[start]

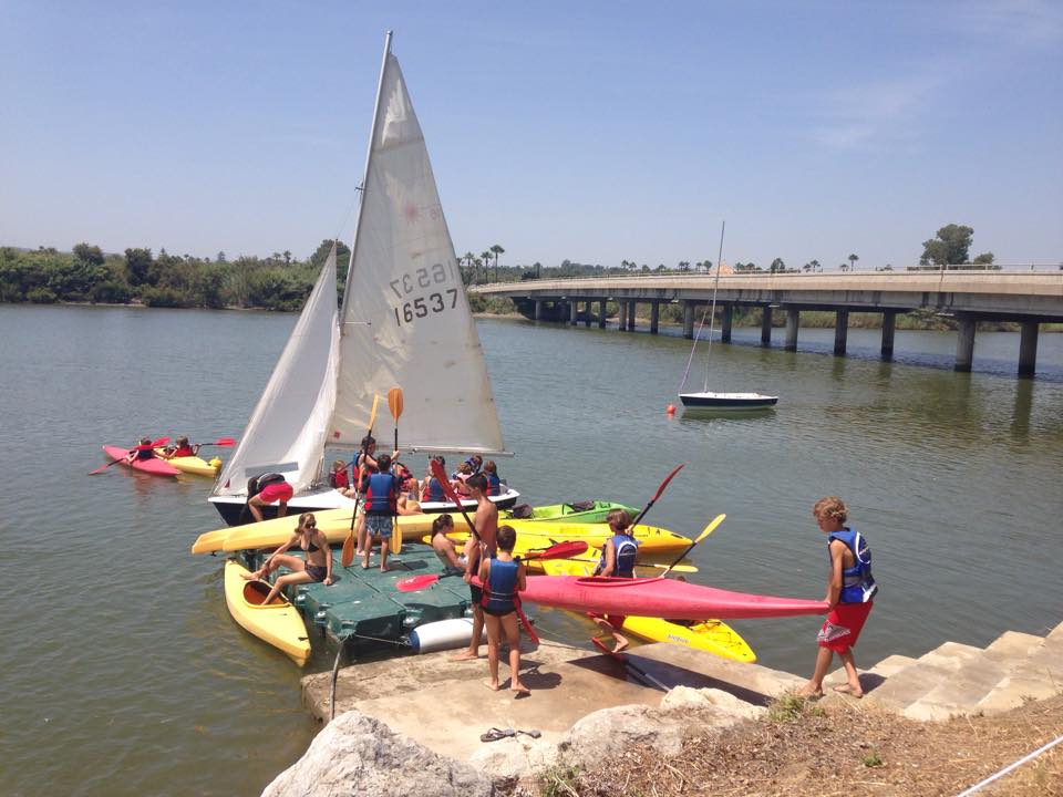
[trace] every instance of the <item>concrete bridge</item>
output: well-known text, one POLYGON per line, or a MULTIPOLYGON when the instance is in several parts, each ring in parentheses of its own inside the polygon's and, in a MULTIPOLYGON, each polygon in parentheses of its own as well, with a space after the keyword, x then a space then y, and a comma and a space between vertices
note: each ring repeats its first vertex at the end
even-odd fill
MULTIPOLYGON (((636 308, 650 306, 651 333, 658 331, 661 304, 683 309, 683 335, 693 338, 699 308, 712 301, 714 275, 642 275, 528 280, 476 286, 471 292, 504 296, 514 300, 527 318, 606 327, 606 302, 618 306, 620 331, 634 330, 636 308), (597 313, 592 311, 597 303, 597 313), (582 309, 580 307, 582 306, 582 309)), ((849 273, 743 273, 721 275, 715 324, 724 342, 731 341, 735 307, 763 311, 762 345, 771 345, 775 311, 786 313, 787 351, 797 350, 802 310, 835 313, 834 353, 844 355, 850 312, 883 314, 883 360, 894 354, 897 313, 919 308, 953 315, 960 324, 956 370, 970 371, 974 332, 979 321, 1014 321, 1021 324, 1019 375, 1036 370, 1039 324, 1063 322, 1063 271, 874 271, 849 273)))

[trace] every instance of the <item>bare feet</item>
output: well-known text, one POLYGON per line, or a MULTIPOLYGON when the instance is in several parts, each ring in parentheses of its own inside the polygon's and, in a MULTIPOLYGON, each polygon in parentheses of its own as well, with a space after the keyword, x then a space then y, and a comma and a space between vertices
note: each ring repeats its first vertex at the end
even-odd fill
POLYGON ((838 694, 848 694, 853 695, 857 700, 864 696, 864 690, 859 685, 854 686, 853 684, 838 684, 834 687, 834 691, 838 694))
POLYGON ((819 700, 823 697, 823 687, 815 686, 814 684, 806 683, 799 690, 797 690, 798 697, 806 697, 807 700, 819 700))

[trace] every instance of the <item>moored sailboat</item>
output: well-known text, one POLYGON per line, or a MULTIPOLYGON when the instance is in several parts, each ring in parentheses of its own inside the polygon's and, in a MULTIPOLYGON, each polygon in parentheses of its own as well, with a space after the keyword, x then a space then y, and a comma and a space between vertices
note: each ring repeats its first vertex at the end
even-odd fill
MULTIPOLYGON (((405 395, 402 449, 505 453, 483 350, 399 61, 384 48, 343 307, 333 247, 210 501, 245 522, 248 479, 283 474, 289 513, 352 508, 320 478, 357 451, 375 395, 405 395)), ((492 500, 516 503, 506 489, 492 500)), ((426 511, 448 505, 422 505, 426 511)))

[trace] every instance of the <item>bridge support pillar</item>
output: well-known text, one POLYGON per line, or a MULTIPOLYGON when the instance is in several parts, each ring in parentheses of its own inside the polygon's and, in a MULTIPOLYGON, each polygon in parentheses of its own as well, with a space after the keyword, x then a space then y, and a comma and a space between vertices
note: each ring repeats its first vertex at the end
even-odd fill
POLYGON ((894 359, 894 330, 897 329, 897 311, 883 313, 883 362, 894 359))
POLYGON ((1038 368, 1038 322, 1023 321, 1019 338, 1019 375, 1033 376, 1038 368))
POLYGON ((801 327, 801 310, 786 308, 786 351, 797 351, 797 329, 801 327))
POLYGON ((845 356, 845 345, 849 337, 849 311, 837 310, 834 313, 834 355, 845 356))
POLYGON ((683 338, 691 340, 694 337, 694 303, 683 302, 683 338))
POLYGON ((772 344, 772 308, 764 306, 764 318, 761 319, 761 345, 772 344))
POLYGON ((970 315, 959 319, 960 332, 956 340, 956 364, 953 371, 969 372, 974 362, 974 328, 978 322, 970 315))

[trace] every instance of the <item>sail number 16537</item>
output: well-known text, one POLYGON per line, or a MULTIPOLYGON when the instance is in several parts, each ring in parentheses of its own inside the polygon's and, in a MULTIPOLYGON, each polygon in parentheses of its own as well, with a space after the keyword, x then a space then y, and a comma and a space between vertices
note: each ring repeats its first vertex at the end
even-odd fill
POLYGON ((424 318, 430 312, 437 313, 456 308, 457 288, 447 288, 444 293, 429 293, 427 297, 403 302, 401 308, 392 308, 395 311, 395 322, 401 327, 414 319, 424 318))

[end]

• _TASK DIRECTIONS_: Copy everything from the start of the entries down to the line containing "POLYGON ((819 700, 823", keeping both ends and reproducing every character unchanged. Leave the pictures out of your copy.

• _RESPONSE TO THE TASK_:
[trace] every instance of the <item>concrete bridge</item>
output: well-known text, one POLYGON per line, or a MULTIPOLYGON when the instance is in several parts, each ring in parentheses of its own inside the polygon's and, in a MULTIPOLYGON, each polygon in parentheses of its own as well, with a space after the keyword, x then a space then y, and a comma and a space between vertices
note: each ring repeats its first vertex at the end
even-odd fill
MULTIPOLYGON (((636 308, 650 306, 651 333, 658 331, 661 304, 683 309, 683 335, 693 338, 699 308, 712 301, 714 275, 642 275, 528 280, 476 286, 471 292, 504 296, 514 300, 527 318, 606 327, 606 302, 618 306, 620 331, 634 330, 636 308), (597 313, 592 311, 597 303, 597 313), (582 309, 580 307, 582 306, 582 309)), ((849 273, 743 273, 721 275, 715 324, 724 342, 731 341, 735 307, 763 311, 762 345, 771 345, 775 311, 786 313, 787 351, 797 350, 802 310, 835 313, 834 353, 844 355, 850 312, 883 314, 883 360, 894 354, 897 313, 919 308, 953 315, 960 324, 956 370, 970 371, 974 332, 979 321, 1014 321, 1021 324, 1019 375, 1036 370, 1039 324, 1063 322, 1063 271, 874 271, 849 273)))

[trace] every instance of the <item>bare feet</item>
output: well-known text, one POLYGON per line, or a MULTIPOLYGON when the instance is in several parts, each ring in parentheses of its own inside the polygon's and, in a MULTIPOLYGON, each polygon in parentheses of its own as well, with a space after the keyword, x then a space then y, and a comma and a space between vertices
note: each ring repeats its first vertex at the end
even-odd fill
POLYGON ((838 694, 848 694, 853 695, 857 700, 864 696, 864 690, 859 685, 854 686, 853 684, 838 684, 834 687, 834 691, 838 694))
POLYGON ((819 700, 823 697, 823 687, 815 686, 814 684, 806 683, 799 690, 797 690, 798 697, 806 697, 807 700, 819 700))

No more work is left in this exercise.